ИЗВЛЕЧЁННЫЙ ТЕКСТ:

5. В Хевсуретии.

Хевсуры — воинственное грузинское племя, живущее в горах Восточной Грузии, очень древнего происхождения. Хевсуры носят длинные, до колен, вышитые бисером рубахи (род стихаря). Во всех торжественных случаях они появляются в рыцарских шлемах, с панцырной сеткой, со старинным булатными мечами и щитами.

Хевсуры разделяются на две касты: занимающихся мирным трудом — пастухов и хлебопашцев, и воинственных, делающих набеги и грабящих соседние племена — пшавов и тушинов.

В Тифлисе историк-профессор, рассматривая со мною карту Закавказья, сказал: “Постарайтесь пробраться в Хевсуретии до Шатили” (последнее хевсурское селение у перевала на Северный Кавказ). Однако на деле оказалось, что добраться до Шатили гораздо труднее, чем это представляется, глядя на карту.

Благодаря товарищескому содействию председателя душетского исполкома я отправляюсь в Хевсуретию на прекрасном гнедом иноходце, в сопровождении надежного милиционера тов. Сулаберидзе, родом из Кутаиса, с усами, как у запорожца, и добродушнейшей физиономией.

ИСХОДНЫЕ ДАННЫЕ:
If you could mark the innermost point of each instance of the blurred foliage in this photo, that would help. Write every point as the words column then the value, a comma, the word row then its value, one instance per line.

ЦЕЛЬ ЗАДАНИЯ:
Пожалуйста, перепишите без изменений фрагмент текста о Хевсуретии от слов «Благодаря товарищескому содействию» до слов «и добродушнейшей физиономией.». Строки здесь не используются.

ПИСЬМЕННОЕ РЕШЕНИЕ:
Благодаря товарищескому содействию председателя душетского исполкома я отправляюсь в Хевсуретию на прекрасном гнедом иноходце, в сопровождении надежного милиционера тов. Сулаберидзе, родом из Кутаиса, с усами, как у запорожца, и добродушнейшей физиономией.